WRITTEN TASK:
Copy the listing from the line with "Question. Indicate the vase" through the line with "x=464 y=283", requests included. Shift every answer coordinate by -117 and leave all other numbers as they are.

--- BEGIN ---

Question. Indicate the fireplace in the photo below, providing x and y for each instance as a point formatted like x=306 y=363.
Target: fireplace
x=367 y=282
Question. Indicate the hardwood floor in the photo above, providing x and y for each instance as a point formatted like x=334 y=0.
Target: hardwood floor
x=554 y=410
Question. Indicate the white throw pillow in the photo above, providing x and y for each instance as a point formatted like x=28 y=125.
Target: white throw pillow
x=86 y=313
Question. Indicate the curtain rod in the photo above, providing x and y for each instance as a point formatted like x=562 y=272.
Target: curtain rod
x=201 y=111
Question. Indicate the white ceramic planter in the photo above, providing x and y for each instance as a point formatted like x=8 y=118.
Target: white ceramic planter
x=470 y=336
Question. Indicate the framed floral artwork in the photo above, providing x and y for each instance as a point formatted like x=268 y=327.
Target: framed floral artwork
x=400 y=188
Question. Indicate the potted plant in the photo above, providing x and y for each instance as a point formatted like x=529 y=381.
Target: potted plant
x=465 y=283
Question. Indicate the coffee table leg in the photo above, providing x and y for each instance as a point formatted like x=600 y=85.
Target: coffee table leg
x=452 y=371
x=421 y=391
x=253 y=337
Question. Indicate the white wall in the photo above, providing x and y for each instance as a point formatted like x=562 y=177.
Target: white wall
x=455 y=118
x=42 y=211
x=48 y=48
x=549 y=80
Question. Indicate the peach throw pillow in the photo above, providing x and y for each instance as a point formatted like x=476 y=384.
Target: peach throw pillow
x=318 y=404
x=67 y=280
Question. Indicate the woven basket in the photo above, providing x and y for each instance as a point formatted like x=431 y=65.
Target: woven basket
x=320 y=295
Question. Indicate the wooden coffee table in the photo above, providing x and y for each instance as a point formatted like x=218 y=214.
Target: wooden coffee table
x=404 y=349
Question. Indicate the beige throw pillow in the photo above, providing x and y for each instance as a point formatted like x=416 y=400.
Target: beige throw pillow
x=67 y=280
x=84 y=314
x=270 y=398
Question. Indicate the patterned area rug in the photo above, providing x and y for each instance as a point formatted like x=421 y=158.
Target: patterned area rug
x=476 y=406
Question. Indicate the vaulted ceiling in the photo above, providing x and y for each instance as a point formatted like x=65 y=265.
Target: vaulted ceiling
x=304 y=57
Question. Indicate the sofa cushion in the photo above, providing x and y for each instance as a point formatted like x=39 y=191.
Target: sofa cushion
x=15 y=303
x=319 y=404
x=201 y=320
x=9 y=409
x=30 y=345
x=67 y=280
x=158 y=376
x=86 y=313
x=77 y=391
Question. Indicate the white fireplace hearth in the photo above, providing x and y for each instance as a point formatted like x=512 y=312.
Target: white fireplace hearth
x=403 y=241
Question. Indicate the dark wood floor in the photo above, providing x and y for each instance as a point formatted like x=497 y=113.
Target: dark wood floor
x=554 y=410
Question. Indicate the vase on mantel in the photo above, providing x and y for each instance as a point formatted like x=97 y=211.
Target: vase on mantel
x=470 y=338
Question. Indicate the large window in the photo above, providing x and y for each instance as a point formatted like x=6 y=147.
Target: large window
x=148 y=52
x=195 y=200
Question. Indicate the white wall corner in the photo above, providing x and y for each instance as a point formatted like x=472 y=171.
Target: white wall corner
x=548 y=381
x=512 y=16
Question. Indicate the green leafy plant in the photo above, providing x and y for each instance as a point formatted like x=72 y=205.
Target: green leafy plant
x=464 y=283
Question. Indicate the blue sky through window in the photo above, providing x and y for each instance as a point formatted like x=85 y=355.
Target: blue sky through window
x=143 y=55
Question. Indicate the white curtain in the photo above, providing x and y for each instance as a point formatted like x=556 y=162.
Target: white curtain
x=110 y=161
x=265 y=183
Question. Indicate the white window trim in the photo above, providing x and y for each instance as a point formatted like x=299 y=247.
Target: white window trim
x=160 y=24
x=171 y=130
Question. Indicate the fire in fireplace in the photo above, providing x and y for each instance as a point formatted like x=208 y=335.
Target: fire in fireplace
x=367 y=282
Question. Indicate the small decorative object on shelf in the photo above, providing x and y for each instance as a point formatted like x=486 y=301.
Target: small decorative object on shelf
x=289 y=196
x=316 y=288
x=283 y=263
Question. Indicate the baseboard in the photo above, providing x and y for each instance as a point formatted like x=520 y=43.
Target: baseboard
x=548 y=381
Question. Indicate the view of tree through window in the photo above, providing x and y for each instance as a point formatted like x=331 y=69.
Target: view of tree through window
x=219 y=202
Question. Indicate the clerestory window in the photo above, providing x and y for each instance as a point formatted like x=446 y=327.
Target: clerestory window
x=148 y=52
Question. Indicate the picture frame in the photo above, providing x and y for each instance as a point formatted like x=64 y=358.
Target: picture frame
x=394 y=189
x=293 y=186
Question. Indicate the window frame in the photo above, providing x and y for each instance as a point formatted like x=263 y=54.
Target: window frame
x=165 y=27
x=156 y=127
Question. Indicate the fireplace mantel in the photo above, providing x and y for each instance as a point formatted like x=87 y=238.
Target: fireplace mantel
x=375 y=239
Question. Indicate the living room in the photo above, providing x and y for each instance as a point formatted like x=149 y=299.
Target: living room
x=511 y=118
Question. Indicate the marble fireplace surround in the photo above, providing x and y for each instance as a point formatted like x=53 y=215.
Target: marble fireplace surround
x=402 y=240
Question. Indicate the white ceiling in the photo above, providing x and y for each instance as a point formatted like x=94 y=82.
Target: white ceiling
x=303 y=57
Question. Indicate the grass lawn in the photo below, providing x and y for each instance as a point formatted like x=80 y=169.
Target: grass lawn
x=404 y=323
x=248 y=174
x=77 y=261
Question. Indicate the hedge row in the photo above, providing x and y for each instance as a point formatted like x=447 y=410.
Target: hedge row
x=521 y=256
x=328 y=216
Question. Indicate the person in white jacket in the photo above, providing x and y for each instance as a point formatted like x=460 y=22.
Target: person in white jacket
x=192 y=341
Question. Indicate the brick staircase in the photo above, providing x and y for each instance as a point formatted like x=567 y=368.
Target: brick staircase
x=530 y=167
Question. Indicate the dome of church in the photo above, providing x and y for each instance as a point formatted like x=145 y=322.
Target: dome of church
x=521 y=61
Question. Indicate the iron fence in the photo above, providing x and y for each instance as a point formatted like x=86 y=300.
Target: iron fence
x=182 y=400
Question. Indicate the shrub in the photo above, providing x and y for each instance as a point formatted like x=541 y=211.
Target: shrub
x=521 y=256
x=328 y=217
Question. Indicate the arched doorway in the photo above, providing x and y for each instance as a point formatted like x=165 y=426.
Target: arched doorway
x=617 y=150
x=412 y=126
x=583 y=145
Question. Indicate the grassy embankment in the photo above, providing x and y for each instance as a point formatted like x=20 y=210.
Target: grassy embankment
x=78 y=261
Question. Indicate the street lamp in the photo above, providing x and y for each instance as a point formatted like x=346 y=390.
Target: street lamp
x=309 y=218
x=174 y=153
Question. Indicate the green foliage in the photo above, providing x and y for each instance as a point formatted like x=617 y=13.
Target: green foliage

--- END ---

THE REPLY:
Question. Indicate the vase on mantel in the photo above, providing x and y for each instance as a point formatted like x=97 y=211.
Target: vase on mantel
x=353 y=221
Question. Indicate the large window in the photo above, providing x and y for each instance as a point formatted like x=6 y=147.
Target: large window
x=31 y=-65
x=78 y=83
Question. Indicate the white wall corner in the photo above, providing x and y for each instance as a point formatted like x=472 y=171.
Target: white wall corner
x=431 y=264
x=395 y=-101
Question. Indicate the green leafy plant in the photo above, providing x and y for each instance as a point formatted like x=72 y=205.
Target: green leafy plant
x=347 y=166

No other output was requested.